[Data records]
=-=-=-=-=

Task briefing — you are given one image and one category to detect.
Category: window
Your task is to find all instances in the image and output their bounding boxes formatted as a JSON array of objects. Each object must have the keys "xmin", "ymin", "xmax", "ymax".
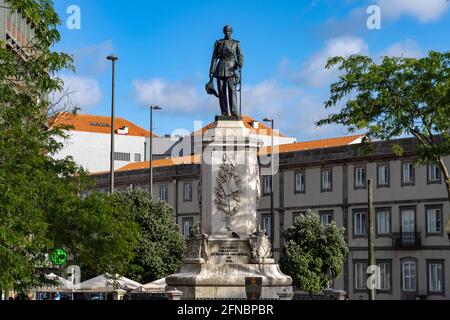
[
  {"xmin": 378, "ymin": 164, "xmax": 390, "ymax": 188},
  {"xmin": 355, "ymin": 168, "xmax": 366, "ymax": 189},
  {"xmin": 319, "ymin": 211, "xmax": 333, "ymax": 226},
  {"xmin": 159, "ymin": 184, "xmax": 169, "ymax": 202},
  {"xmin": 134, "ymin": 153, "xmax": 141, "ymax": 162},
  {"xmin": 400, "ymin": 208, "xmax": 416, "ymax": 233},
  {"xmin": 354, "ymin": 211, "xmax": 367, "ymax": 237},
  {"xmin": 262, "ymin": 215, "xmax": 272, "ymax": 239},
  {"xmin": 295, "ymin": 172, "xmax": 305, "ymax": 193},
  {"xmin": 114, "ymin": 152, "xmax": 131, "ymax": 162},
  {"xmin": 427, "ymin": 163, "xmax": 441, "ymax": 184},
  {"xmin": 263, "ymin": 176, "xmax": 272, "ymax": 195},
  {"xmin": 322, "ymin": 170, "xmax": 333, "ymax": 192},
  {"xmin": 402, "ymin": 162, "xmax": 414, "ymax": 185},
  {"xmin": 183, "ymin": 218, "xmax": 194, "ymax": 239},
  {"xmin": 377, "ymin": 209, "xmax": 391, "ymax": 236},
  {"xmin": 354, "ymin": 262, "xmax": 367, "ymax": 290},
  {"xmin": 402, "ymin": 261, "xmax": 417, "ymax": 292},
  {"xmin": 183, "ymin": 182, "xmax": 192, "ymax": 202},
  {"xmin": 428, "ymin": 261, "xmax": 444, "ymax": 294},
  {"xmin": 378, "ymin": 262, "xmax": 391, "ymax": 291},
  {"xmin": 426, "ymin": 207, "xmax": 442, "ymax": 235}
]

=-=-=-=-=

[Aim of the exercise] Please show every line from the listing above that contains the word "image".

[Finished task]
Task briefing — you are given one image and one category to detect.
Your task is to find all instances in the image and output their bounding boxes formatted as a JSON array of objects. Each object must have the keys "xmin", "ymin", "xmax", "ymax".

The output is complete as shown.